## PROBLEM TO SOLVE
Find how many lines in the material below contain the word "smaller" and give only that number.

## INPUT RECORDS
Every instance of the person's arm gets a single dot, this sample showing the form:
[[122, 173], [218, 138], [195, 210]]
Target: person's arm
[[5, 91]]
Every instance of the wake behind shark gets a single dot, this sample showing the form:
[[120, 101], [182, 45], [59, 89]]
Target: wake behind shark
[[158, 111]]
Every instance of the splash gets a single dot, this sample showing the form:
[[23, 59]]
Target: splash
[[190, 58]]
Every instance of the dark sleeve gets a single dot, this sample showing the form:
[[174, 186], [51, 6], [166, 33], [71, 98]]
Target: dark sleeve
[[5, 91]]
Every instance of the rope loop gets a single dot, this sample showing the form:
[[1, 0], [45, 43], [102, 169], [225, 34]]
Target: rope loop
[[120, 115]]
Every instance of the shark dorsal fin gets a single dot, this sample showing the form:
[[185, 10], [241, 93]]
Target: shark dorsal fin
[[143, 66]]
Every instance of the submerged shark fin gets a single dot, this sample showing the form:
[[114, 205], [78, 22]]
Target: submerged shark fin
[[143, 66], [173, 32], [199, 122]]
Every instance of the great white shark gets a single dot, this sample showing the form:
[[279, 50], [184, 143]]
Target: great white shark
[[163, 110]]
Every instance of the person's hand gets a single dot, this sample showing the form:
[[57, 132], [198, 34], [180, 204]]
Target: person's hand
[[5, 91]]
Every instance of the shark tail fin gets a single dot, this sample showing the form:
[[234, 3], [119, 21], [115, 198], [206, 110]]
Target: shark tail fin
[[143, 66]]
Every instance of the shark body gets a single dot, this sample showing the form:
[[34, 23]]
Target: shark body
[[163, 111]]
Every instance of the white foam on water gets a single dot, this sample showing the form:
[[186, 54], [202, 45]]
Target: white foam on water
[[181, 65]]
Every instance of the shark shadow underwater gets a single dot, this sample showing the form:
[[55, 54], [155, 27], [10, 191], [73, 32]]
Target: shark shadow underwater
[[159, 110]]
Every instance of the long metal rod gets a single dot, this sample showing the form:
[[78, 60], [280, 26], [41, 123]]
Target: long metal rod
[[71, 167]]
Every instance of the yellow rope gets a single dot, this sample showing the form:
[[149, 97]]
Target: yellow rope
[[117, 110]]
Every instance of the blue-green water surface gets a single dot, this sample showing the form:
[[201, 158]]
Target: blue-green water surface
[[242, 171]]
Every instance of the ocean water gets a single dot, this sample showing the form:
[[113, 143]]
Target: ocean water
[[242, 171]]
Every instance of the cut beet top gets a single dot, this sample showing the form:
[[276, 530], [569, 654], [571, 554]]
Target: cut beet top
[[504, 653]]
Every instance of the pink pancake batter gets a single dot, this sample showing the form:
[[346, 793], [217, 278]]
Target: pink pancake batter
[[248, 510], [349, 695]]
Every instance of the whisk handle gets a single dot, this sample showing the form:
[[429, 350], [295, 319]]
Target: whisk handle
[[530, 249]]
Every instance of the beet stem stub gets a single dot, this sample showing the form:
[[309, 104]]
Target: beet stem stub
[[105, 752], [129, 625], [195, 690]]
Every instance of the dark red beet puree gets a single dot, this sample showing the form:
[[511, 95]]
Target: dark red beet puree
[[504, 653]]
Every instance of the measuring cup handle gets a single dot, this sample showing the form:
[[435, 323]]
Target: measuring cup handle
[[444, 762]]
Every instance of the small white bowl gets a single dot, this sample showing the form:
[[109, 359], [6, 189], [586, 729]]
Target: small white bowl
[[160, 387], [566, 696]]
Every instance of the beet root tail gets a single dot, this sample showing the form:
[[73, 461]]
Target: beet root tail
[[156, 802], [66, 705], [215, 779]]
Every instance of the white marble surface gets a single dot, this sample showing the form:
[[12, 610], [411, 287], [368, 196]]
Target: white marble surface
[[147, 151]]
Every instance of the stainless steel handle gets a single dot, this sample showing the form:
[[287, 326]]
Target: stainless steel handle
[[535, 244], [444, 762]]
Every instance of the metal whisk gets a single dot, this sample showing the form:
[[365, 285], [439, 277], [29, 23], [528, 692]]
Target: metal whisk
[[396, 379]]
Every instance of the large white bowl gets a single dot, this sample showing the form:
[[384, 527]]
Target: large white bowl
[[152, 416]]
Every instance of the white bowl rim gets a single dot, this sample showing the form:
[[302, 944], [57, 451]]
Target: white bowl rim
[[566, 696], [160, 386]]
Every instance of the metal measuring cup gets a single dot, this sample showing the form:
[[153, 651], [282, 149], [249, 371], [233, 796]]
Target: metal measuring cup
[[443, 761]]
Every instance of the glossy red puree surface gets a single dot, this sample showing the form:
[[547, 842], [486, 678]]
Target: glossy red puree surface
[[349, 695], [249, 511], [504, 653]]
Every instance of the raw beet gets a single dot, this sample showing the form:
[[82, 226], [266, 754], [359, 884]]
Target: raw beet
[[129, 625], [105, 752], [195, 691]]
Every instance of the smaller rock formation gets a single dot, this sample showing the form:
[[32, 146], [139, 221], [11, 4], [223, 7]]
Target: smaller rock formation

## YOUR SOLUTION
2